** BEGIN Selected excerpt **
As with everything in their Super C range, it's made from cotton duck, a traditional heavy, waterproof waxed cotton fabric. Cotton duck is incredibly hard-wearing and will keep your stuff dry for decades to come. It can be repaired easily by stitching or gluing, and can be reproofed with reproofing wax. A pretty good choice to make bike luggage out of then. It also gives Carradice bags an idiosyncratic retro-look which you either like or you don't. I'm a fan.
The pannier is shaped to take A4 files, and does so well. Unlike my Ortlieb front panniers, it has a flat surface internally for files to sit against and will easily swallow a laptop too. You can get a separate laptop pouch from Carradice.
The main compartment has a massive storm flap with drawcord closure underneath the main flap which closes with plastic backpack-style buckles. These sit quite high up the front of the pannier. On the one hand this means there's less range to strap the pannier down when there's not much in it (like you can do with similar style Ortlieb panniers), on the other hand, there's space for a small elasticated mesh pocket underneath these fixings for stowing the shoulder strap for example. This is no ordinary mesh by the way, it's super-duper plastic coated strong stuff.
** END Selected excerpt **
Objective 1
What fabric is the bag described in the pannier review made from?
Objective 2
Decide whether each statement agrees with the pannier review: (a) The pannier can hold a laptop. (b) The main flap closes with metal buckles. (c) The mesh pocket is made of ordinary mesh.
Objective 3
Reproduce the pannier review word for word, everything from "The main compartment" down to "coated strong stuff.".
** BEGIN Data excerpt **
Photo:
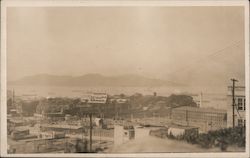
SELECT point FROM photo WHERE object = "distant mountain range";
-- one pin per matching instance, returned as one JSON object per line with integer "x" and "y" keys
{"x": 91, "y": 80}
** END Data excerpt **
Right answer 1
It is made from cotton duck, a traditional heavy, waterproof waxed cotton fabric.

Right answer 2
(a) Yes: "will easily swallow a laptop too."
(b) No: "closes with plastic backpack-style buckles."
(c) No: "This is no ordinary mesh by the way."

Right answer 3
The main compartment has a massive storm flap with drawcord closure underneath the main flap which closes with plastic backpack-style buckles. These sit quite high up the front of the pannier. On the one hand this means there's less range to strap the pannier down when there's not much in it (like you can do with similar style Ortlieb panniers), on the other hand, there's space for a small elasticated mesh pocket underneath these fixings for stowing the shoulder strap for example. This is no ordinary mesh by the way, it's super-duper plastic coated strong stuff.